>> begin TEXT PROVIDED

VELEZ-MITCHELL: Now Dr. Robi, she tried to take that S&M and the dominance and submission games that they played and make the leap that that was somehow abusive. But there`s a big difference playing these games in the bedroom, working out your kinks as it were. It has nothing to do with being abused.

LUDWIG: Right. But if you have someone who`s not healthy, it may not be fine. In an ideal sadomasochism kind of situation, people have this feeling that they forget themselves, which is part of the pleasure. It`s very cathartic. They`re trying on a different role that they don`t get to experience in the real world. And that`s part of what makes it so sexy for them.

VELEZ-MITCHELL (voice-over): As evidence mounted that Jodi was into the kinky sex and encouraged it, Jodi countered with a stunning claim against Travis, a claim that infuriated the victim`s family. It involved Travis and young boys.

ARIAS: I walked in, and Travis was on the bed masturbating. And I got really embarrassed, even though we`d been intimate more times than I could count. It was just kind of awkward walking in on him like that.

And I was headed towards the dresser when I stopped and was trying to think of something funny or witty to say, like, "Do you need my help" or something. He started grabbing at something on the bed. And I realized there were papers. And as he was grabbing the papers, one -- one kind of went sailing off the bed and it fell. And that pattern of paper falls, and it landed face up near my feet. And it was a photograph.

NURMI: What was in the photograph? What was the photograph of?

ARIAS: It was a picture of a little, little boy.

VELEZ-MITCHELL: Was Jodi innocently unleashing the darkest secret she knew about the lover she killed in self-defense? Or was Jodi lying through her teeth with a hideous story to protect the secret truth of why, the real reason she killed Travis Alexander?

ARIAS: I grabbed the gun. I ran out of the closet. He was chasing me. I didn`t mean to shoot him or anything. I didn`t even think I was holding the trigger.

(COMMERCIAL BREAK)

>> end TEXT PROVIDED
>> begin DATA SUPPLIED

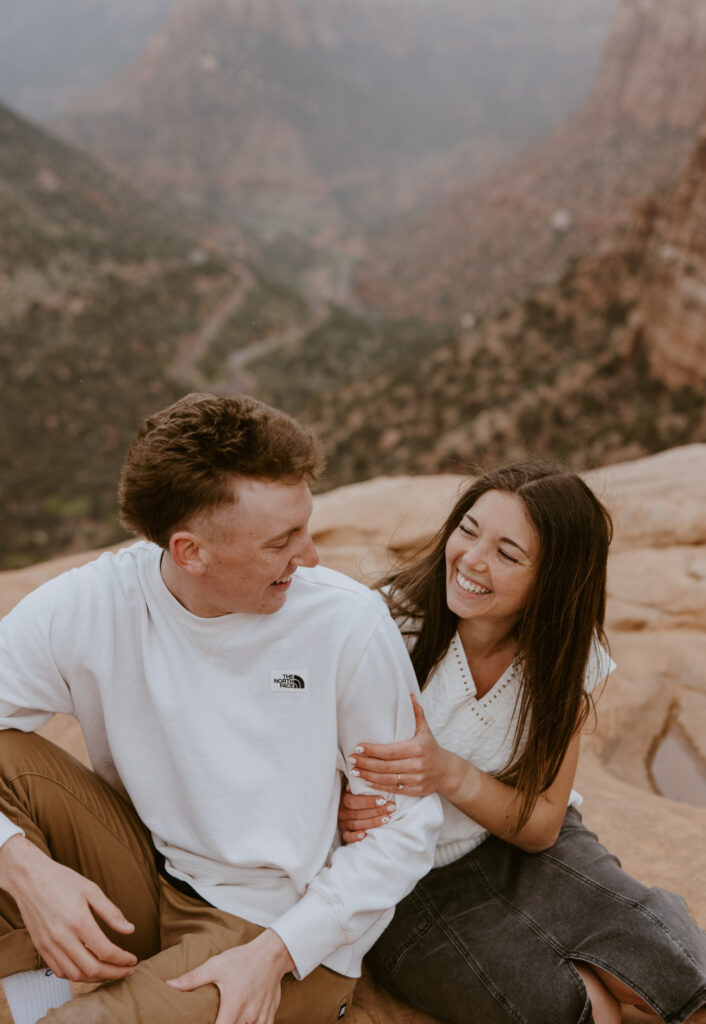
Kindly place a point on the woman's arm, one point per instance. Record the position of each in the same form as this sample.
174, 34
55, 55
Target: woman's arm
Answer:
421, 766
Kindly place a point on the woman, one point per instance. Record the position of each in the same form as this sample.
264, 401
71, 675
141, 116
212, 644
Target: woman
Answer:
525, 918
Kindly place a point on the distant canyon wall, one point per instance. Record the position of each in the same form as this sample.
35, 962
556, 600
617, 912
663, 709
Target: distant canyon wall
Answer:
488, 243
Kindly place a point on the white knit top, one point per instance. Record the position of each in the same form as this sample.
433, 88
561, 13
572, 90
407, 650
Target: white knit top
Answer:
481, 729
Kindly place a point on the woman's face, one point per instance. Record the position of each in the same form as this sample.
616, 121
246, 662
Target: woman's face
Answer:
491, 560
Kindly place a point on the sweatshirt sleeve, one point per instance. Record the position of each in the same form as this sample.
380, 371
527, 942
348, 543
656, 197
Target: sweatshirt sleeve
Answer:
364, 880
32, 684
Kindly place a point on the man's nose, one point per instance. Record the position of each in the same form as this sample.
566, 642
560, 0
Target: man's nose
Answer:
307, 554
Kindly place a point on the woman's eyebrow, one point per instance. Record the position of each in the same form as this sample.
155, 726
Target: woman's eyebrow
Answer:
503, 540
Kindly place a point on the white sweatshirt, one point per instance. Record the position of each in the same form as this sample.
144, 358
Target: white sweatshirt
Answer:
231, 734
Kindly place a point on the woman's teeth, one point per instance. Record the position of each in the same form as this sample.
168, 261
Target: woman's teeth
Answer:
471, 588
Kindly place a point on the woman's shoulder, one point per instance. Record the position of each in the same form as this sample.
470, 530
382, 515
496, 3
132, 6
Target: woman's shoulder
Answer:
598, 666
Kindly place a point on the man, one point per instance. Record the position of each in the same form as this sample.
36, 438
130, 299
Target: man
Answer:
220, 678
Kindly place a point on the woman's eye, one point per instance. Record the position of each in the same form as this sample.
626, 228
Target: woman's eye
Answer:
508, 558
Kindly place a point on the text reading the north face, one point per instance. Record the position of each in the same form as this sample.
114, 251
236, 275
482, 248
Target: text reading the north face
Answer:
289, 681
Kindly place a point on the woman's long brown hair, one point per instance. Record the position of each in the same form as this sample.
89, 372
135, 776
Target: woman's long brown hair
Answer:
554, 634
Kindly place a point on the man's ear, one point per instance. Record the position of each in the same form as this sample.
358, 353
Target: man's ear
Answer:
187, 552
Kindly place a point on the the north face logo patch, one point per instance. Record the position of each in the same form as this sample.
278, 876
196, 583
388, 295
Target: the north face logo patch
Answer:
288, 681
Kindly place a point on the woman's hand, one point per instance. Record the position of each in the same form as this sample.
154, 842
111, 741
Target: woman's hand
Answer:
415, 767
358, 813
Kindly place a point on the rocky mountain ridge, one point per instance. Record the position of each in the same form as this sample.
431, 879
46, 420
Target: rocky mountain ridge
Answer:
522, 224
99, 285
320, 117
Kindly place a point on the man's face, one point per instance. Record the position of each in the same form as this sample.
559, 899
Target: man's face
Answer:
251, 549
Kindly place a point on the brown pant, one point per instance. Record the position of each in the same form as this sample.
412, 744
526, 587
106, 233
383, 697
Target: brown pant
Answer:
79, 820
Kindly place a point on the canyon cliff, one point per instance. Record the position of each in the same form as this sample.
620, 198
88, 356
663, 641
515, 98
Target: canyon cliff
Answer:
523, 224
325, 117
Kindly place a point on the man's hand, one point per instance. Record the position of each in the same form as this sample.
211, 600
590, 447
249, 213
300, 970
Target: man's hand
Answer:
358, 813
248, 979
418, 766
57, 905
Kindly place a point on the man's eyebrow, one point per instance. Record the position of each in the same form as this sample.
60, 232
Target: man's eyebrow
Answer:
282, 536
503, 540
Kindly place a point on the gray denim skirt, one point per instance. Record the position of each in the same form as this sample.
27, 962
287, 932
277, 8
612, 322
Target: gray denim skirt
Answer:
493, 937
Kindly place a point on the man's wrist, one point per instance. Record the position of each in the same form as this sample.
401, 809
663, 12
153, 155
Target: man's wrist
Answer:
275, 949
462, 780
16, 854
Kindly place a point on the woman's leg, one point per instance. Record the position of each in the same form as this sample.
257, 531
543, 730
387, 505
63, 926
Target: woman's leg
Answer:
496, 937
458, 951
605, 1006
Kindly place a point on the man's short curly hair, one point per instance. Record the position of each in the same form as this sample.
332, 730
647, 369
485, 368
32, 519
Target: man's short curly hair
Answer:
184, 459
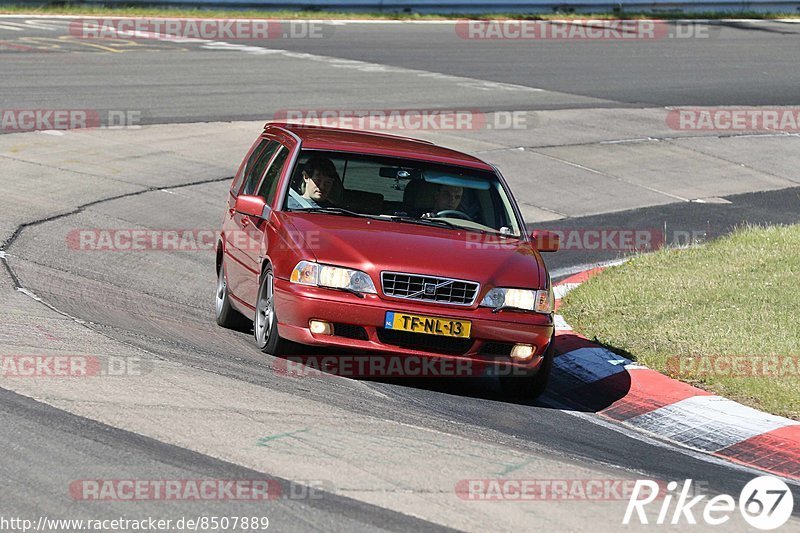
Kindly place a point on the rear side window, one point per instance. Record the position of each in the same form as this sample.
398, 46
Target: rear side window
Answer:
273, 175
252, 156
256, 170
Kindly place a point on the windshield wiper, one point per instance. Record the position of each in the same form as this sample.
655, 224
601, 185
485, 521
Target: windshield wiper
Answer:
427, 222
332, 210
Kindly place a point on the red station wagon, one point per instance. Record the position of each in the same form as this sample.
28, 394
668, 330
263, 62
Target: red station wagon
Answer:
376, 243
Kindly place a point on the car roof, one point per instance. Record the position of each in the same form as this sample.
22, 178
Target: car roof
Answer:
363, 142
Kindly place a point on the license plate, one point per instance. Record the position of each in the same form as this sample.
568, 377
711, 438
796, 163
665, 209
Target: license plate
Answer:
431, 325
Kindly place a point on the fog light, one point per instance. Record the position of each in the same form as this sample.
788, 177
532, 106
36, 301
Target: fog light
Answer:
320, 327
522, 352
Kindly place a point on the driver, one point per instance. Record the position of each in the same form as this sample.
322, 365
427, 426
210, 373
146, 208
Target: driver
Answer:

>> end DATA SUPPLIED

GIVEN INSTRUCTION | Carry on the broadcast transcript about the testimony in the Jodi Arias trial, starting after the commercial break.

RESPONSE TO THIS EXERCISE |
(BEGIN VIDEO CLIP)

JODI ARIAS, CONVICTED OF TRAVIS ALEXANDER`S MURDER: I would be shaking in my boots right now if I had to answer to God for such a heinous crime but I`m grateful that this is one thing that I will never have to answer to.

(END VIDEO CLIP)

JANE VELEZ-MITCHELL, HLN HOST: Of all the secrets that spilled out in the Jodi Arias murder trial perhaps the most jaw-dropping involved the elaborate murder plot prosecutors say Jodi devised.

(BEGIN VIDEO CLIP)

BETH KARAS, HLN LEGAL CORRESPONDENT: Just a week before Travis Alexander was killed a burglary was reported at Jodi Arias` grandparents` home where she lived in Yreka, California -- a thousand miles away from Travis Alexander. One of several guns, a hand gun, was stolen from her grandfather a .25 caliber handgun. So this was reported and investigated, no one is ever arrested.

ESTEBAN FLORES, POLICE DETECTIVE: You report a gun stolen -- .25 auto. This happens to be the same caliber as the weapon used to kill him.

SHANNA HOGAN, AUTHOR, "PICTURE PERFECT": Jodi is confronted with this in the interrogation room and she still denies it and still is just acting like nothing happened and then so cheery and normal that she actually she does a hand stand after, you know, he leaves the room.

(END VIDEO CLIP)

VELEZ-MITCHELL: Late in the trial the world suddenly got to see this bizarre behavior.

(BEGIN VIDEO CLIP)

ARIAS: He knows my need

(END VIDEO CLIP)

VELEZ-MITCHELL: Jodi singing and doing a hand stand in the interrogation room minutes before she`s arrested. But this astounding tape remained a secret from the jury.

In spite of Jodi`s bizarre behavior police were far more concerned with why she killed Travis Alexander and investigators thought they knew the reason why -- jealousy.

(BEGIN VIDEO CLIP)

FLORES: Continuing to lie is not going help you.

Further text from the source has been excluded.